# WHAT THE TASK REQUIRES:
Locate the word "trace" in the entries below, then gather every line that holds it.

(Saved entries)
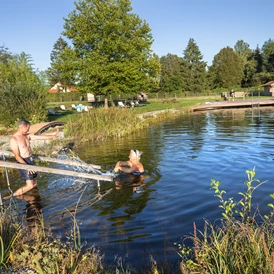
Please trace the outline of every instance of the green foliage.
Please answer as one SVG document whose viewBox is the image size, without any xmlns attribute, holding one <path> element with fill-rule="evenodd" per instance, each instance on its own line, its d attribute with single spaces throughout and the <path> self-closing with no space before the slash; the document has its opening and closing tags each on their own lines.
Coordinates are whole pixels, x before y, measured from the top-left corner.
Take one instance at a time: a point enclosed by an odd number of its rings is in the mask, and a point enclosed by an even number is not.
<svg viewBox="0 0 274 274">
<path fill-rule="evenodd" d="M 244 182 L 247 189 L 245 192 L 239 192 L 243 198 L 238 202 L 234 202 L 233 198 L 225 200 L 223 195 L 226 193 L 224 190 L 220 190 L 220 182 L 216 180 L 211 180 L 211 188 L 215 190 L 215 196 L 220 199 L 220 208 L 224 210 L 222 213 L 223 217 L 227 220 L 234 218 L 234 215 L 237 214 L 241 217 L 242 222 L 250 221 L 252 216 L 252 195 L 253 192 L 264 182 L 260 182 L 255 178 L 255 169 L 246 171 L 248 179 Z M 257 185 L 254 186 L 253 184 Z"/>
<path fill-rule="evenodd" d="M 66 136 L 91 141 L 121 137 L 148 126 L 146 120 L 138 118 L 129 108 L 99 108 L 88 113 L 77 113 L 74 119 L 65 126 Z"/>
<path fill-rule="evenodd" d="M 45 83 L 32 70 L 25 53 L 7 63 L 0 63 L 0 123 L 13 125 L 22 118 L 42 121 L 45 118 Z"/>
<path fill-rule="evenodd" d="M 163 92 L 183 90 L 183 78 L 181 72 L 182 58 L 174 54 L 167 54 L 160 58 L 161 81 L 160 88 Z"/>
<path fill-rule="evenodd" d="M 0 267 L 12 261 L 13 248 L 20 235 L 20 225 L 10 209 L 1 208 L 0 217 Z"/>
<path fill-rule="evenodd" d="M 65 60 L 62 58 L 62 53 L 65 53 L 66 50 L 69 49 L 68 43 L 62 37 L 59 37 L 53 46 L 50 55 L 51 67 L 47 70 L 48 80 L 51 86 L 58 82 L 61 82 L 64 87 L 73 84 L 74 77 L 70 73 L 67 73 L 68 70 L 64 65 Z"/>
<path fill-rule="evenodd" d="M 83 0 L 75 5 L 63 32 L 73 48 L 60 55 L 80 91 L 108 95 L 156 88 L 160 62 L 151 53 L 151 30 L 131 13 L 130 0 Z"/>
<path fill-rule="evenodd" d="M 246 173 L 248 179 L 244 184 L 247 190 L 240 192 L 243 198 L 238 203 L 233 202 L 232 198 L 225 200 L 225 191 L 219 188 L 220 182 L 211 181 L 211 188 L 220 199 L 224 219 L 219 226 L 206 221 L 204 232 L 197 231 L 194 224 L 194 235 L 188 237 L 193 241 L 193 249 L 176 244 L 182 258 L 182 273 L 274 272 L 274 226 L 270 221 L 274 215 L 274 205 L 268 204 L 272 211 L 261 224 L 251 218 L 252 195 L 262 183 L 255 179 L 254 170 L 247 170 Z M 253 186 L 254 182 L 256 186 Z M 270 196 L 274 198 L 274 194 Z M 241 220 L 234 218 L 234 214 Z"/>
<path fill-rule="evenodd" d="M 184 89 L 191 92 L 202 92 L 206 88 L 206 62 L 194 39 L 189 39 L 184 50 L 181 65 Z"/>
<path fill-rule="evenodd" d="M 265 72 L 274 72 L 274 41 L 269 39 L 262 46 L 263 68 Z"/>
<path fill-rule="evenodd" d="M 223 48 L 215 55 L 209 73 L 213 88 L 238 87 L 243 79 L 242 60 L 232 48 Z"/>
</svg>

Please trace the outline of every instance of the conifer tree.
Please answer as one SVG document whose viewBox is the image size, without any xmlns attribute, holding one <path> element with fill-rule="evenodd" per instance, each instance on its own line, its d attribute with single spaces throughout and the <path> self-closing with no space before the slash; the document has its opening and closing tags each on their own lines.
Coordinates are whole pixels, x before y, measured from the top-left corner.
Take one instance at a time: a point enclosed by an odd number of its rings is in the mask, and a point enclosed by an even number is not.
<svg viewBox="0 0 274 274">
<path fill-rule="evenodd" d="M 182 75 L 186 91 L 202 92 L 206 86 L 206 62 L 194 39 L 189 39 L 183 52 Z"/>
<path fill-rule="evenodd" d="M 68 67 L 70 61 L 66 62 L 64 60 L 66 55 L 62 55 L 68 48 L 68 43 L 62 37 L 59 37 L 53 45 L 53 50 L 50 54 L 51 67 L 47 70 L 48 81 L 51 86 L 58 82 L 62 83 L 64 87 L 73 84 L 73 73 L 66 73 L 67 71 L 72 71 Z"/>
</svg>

# REPLY:
Please trace the outline of every instance of the green foliage.
Please trace the outline of every instance of the conifer tree.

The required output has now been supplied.